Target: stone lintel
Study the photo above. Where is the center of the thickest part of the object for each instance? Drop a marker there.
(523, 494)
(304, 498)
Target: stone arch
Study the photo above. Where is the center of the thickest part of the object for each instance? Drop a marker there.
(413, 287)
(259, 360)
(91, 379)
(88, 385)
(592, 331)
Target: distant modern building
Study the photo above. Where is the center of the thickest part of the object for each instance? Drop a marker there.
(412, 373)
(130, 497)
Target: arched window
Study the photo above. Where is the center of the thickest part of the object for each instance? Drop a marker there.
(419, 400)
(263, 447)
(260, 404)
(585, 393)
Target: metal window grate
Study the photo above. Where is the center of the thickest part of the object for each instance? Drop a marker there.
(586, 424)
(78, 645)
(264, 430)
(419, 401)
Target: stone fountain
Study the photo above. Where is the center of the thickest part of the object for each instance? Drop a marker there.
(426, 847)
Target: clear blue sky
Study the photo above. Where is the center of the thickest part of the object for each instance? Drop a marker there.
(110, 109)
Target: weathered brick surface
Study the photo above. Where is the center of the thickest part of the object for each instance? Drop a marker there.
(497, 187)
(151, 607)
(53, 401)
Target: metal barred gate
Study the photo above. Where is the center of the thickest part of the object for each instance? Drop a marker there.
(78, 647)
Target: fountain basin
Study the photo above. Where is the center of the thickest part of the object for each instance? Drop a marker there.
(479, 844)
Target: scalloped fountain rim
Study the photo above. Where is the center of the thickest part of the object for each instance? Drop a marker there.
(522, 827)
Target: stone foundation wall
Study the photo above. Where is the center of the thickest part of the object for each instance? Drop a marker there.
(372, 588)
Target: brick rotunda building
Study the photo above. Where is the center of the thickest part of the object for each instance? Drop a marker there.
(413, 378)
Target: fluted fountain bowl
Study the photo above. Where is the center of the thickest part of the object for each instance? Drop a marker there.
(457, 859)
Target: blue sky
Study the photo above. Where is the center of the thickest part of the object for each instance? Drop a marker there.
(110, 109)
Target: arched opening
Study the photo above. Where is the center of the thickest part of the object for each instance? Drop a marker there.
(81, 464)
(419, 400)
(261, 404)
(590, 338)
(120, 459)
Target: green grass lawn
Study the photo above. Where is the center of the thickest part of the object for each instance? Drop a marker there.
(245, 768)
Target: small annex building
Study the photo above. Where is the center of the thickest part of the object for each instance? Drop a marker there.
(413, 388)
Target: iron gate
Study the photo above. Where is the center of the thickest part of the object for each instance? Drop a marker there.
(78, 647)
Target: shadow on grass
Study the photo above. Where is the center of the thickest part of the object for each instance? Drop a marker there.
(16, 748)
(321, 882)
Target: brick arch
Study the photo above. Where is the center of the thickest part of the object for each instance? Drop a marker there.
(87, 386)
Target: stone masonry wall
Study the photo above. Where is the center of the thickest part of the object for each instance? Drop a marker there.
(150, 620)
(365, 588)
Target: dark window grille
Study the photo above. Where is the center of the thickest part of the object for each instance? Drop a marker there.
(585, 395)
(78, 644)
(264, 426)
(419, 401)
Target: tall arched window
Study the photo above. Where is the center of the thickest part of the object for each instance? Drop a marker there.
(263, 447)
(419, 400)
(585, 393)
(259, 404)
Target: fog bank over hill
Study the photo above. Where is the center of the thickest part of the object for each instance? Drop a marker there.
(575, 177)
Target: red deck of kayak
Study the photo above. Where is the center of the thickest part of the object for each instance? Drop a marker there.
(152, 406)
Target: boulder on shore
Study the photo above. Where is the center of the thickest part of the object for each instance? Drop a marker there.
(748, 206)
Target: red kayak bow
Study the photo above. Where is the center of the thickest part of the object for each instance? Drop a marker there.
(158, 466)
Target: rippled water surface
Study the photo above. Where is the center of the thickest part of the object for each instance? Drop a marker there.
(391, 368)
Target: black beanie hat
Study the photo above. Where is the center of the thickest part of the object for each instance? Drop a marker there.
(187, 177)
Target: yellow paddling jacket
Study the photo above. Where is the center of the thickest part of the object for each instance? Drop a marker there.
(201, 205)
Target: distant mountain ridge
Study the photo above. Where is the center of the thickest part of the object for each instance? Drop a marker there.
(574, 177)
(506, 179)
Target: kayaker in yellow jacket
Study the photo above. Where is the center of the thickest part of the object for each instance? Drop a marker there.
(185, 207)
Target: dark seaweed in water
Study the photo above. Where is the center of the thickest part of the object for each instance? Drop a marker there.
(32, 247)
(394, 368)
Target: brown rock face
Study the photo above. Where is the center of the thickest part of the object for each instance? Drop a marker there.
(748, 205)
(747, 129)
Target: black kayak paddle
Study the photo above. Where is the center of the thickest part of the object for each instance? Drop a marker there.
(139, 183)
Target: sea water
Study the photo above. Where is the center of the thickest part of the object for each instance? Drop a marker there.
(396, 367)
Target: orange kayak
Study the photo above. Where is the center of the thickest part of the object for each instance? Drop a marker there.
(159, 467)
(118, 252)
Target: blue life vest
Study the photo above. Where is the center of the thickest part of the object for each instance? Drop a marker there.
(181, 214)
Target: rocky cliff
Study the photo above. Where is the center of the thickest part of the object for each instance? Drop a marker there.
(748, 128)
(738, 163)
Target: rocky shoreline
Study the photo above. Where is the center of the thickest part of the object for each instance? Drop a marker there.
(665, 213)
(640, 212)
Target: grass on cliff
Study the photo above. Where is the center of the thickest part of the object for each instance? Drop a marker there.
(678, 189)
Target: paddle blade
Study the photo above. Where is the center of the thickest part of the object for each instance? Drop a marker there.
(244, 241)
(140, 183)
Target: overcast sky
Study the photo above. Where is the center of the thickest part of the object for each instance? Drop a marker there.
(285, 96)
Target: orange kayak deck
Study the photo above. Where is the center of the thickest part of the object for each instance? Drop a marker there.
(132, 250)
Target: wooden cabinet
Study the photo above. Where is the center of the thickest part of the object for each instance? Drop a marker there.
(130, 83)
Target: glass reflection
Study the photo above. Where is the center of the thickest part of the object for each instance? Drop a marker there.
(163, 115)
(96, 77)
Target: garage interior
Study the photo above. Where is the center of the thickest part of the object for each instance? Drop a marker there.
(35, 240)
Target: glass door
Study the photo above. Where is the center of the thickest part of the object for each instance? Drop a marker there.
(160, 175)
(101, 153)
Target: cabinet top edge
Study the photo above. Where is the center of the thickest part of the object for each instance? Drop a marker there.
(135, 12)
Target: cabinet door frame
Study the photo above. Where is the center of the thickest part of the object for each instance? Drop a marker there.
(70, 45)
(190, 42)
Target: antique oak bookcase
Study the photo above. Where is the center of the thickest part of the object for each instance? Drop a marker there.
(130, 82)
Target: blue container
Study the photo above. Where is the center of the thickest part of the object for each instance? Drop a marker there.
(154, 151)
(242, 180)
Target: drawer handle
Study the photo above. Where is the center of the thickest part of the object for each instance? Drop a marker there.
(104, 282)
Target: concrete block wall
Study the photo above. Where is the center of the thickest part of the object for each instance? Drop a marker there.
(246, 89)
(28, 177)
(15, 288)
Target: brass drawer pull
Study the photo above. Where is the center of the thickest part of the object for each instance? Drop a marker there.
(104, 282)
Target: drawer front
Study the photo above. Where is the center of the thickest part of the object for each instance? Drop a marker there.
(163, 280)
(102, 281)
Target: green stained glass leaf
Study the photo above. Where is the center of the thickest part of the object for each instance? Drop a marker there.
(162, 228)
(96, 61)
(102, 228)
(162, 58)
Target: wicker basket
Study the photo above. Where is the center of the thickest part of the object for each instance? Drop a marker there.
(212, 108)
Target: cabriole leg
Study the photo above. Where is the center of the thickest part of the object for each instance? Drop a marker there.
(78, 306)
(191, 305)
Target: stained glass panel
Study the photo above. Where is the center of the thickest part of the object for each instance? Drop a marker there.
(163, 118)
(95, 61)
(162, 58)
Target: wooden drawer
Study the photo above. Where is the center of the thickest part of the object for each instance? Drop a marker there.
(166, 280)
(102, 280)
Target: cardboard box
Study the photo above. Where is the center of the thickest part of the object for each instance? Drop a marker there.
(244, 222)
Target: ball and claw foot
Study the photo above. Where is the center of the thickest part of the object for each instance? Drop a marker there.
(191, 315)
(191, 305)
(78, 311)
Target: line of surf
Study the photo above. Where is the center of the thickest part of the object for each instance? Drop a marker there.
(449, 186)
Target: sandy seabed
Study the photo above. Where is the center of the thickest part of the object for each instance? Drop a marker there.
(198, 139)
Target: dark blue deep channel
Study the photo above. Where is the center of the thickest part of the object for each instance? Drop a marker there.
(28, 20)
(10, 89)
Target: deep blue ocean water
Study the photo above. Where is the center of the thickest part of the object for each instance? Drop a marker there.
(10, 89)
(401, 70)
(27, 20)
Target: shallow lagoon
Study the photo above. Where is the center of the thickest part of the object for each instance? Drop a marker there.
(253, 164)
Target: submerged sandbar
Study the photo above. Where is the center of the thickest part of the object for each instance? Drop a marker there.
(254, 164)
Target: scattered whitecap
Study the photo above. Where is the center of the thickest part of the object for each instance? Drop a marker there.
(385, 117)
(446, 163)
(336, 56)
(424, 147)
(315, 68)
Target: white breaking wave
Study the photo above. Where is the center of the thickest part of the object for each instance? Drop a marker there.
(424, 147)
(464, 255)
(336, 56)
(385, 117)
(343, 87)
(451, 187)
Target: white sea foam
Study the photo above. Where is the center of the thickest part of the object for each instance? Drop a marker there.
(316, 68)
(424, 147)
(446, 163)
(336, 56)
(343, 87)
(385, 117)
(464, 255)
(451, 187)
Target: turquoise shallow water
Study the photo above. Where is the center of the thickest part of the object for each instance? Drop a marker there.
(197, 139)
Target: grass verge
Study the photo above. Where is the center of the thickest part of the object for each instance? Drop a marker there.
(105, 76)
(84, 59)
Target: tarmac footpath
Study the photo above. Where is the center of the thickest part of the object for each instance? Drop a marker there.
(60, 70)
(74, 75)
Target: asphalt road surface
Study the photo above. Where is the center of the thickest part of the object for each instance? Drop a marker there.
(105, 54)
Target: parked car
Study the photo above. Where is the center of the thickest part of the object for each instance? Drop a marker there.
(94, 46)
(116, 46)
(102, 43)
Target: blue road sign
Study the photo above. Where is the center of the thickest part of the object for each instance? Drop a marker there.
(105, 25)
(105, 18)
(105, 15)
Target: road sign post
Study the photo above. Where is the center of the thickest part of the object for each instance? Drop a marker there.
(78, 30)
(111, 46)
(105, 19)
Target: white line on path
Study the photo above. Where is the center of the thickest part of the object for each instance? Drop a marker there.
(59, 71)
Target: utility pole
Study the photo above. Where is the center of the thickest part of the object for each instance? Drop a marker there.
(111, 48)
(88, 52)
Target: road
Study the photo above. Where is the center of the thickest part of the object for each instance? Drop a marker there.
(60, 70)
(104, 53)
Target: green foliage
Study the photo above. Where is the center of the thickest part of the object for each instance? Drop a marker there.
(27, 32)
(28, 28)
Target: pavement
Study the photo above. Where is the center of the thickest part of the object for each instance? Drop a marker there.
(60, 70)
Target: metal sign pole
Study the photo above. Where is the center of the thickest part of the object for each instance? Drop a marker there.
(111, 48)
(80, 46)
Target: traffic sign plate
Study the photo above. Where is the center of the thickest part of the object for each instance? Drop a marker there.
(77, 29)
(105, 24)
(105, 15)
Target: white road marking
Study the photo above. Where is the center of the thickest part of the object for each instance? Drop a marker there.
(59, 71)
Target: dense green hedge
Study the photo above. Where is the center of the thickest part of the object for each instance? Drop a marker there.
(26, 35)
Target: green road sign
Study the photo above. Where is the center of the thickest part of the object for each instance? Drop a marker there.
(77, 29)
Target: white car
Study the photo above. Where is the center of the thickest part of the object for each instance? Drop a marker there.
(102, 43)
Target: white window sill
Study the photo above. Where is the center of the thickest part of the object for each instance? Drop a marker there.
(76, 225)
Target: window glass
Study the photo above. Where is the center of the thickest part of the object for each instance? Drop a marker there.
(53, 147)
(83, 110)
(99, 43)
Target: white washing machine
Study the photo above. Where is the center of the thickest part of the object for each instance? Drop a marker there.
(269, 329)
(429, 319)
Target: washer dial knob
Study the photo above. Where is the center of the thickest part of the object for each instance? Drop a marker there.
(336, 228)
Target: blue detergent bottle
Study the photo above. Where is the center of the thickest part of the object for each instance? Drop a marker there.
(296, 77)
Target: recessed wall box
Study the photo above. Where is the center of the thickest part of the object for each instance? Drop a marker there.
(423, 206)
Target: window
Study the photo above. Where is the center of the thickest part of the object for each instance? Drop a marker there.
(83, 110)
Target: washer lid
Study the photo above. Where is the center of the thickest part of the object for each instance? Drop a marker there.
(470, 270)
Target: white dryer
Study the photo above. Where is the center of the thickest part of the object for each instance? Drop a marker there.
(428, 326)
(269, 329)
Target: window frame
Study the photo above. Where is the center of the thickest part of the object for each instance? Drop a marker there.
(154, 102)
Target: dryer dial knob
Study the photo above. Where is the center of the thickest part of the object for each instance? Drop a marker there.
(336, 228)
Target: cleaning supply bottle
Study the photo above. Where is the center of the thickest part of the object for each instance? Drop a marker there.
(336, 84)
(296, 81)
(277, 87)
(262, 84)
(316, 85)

• [Exercise] Starting at the line with "Target: window glass", copy every line up to and including the last one in the entries above.

• [Exercise answer]
Target: window glass
Study the photo above. Where is the center of the thickest part of the object for each instance? Drop a marker there.
(53, 147)
(83, 110)
(99, 43)
Target: white washing machine
Study the photo above. Where is the center of the thickest part of the object for each instance? Drop a marker there.
(269, 329)
(429, 319)
Target: washer dial knob
Study the photo above. Where is the center of the thickest part of the object for each instance? Drop a marker there.
(336, 228)
Target: blue detergent bottle
Study the photo above. Where is the center of the thickest part of the object for each instance? Drop a marker there.
(296, 77)
Target: recessed wall box
Study the photo above. Where is the center of the thickest part of the object for each instance? Drop a marker there.
(423, 206)
Target: window
Study the photo above. Where is the center of the thickest part of the object for each instance? Drop a marker there.
(83, 110)
Target: washer lid
Study the photo above. Where is the center of the thickest part of the object for each instance? Drop a marker there.
(470, 270)
Target: white dryer
Study the photo above. Where is the center of the thickest part of the object for each instance? Drop a marker there.
(428, 326)
(269, 329)
Target: window frame
Study the photo above. Where is the center of the thickest part of the object for each instance? Drop a marker there.
(154, 102)
Target: dryer dial knob
Study the photo above. Where is the center of the thickest part of the object for each instance? Drop a marker there.
(336, 228)
Target: cleaning supply bottle
Study the photo above. Where is the center of the thickest part of the object for each instance? Drop a marker there.
(336, 84)
(296, 81)
(277, 87)
(262, 84)
(316, 85)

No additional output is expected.